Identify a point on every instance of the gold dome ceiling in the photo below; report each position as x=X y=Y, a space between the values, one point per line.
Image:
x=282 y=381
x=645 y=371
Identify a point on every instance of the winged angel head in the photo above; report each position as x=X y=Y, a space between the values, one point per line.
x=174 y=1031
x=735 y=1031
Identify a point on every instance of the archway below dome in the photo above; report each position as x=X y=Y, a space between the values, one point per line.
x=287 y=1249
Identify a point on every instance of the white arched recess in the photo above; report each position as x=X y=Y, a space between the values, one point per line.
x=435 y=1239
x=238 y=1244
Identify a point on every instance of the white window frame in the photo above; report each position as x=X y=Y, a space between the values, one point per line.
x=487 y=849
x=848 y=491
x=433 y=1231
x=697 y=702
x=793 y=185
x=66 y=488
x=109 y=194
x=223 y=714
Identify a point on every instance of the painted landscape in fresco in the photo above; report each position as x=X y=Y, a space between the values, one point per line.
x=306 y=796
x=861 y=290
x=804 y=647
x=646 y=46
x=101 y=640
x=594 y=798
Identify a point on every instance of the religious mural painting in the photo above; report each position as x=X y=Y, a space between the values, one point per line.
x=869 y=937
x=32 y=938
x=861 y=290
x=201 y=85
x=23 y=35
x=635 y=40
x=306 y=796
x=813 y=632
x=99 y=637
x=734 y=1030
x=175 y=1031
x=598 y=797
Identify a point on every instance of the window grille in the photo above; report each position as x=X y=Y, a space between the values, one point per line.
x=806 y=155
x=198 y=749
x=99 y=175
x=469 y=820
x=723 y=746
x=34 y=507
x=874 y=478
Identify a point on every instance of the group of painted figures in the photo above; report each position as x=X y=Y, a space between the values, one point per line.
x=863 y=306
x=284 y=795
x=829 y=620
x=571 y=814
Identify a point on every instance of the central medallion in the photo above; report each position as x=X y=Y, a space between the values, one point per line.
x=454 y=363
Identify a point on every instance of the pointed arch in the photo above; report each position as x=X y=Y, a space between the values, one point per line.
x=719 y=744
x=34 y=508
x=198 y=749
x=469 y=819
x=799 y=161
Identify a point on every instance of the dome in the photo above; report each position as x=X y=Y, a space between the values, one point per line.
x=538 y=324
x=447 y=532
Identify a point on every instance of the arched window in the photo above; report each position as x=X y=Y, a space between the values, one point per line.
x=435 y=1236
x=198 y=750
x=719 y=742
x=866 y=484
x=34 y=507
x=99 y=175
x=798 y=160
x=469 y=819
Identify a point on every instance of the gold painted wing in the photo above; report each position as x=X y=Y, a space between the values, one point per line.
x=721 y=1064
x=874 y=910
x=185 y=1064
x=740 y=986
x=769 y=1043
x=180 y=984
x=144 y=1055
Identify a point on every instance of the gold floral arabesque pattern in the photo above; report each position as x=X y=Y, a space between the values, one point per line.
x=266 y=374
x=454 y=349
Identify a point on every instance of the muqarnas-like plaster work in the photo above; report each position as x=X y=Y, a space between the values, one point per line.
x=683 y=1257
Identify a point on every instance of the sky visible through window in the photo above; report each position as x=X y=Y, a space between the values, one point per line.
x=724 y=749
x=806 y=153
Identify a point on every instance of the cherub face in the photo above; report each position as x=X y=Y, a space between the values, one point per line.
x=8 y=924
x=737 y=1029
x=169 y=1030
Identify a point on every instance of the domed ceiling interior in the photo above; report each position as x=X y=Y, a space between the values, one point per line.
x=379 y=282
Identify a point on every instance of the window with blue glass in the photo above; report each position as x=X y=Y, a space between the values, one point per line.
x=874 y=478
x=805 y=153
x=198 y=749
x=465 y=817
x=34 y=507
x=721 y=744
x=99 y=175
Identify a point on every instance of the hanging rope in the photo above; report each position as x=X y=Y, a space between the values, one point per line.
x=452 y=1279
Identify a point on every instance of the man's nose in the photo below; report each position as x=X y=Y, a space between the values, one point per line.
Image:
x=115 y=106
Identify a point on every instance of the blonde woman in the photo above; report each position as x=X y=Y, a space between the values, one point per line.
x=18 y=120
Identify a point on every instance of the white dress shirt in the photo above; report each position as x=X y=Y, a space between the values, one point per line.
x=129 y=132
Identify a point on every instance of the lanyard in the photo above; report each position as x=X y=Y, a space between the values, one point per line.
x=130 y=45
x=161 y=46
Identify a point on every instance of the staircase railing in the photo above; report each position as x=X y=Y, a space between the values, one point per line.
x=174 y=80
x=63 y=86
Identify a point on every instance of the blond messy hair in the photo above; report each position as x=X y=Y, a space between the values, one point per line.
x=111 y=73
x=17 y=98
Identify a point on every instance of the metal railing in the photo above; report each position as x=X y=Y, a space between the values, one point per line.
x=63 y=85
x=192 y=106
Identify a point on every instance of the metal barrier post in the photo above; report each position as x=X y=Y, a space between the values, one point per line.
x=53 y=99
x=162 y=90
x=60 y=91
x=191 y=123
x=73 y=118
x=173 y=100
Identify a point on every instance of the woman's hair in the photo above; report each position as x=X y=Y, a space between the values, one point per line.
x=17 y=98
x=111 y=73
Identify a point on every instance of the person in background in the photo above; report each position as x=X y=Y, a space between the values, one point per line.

▶ Directive
Recast the lines from the one containing "Identify a point on every instance of the painted" through the one containing "x=594 y=798", both included, as a numbered list, omitting any blank lines.

▶ Task answer
1. Identify a point on every instance of the painted landscape in fresco in the photo above; report each position as x=X y=Y, a space between the values, one point per line.
2. x=306 y=796
3. x=861 y=290
4. x=804 y=647
5. x=646 y=46
6. x=101 y=640
7. x=594 y=798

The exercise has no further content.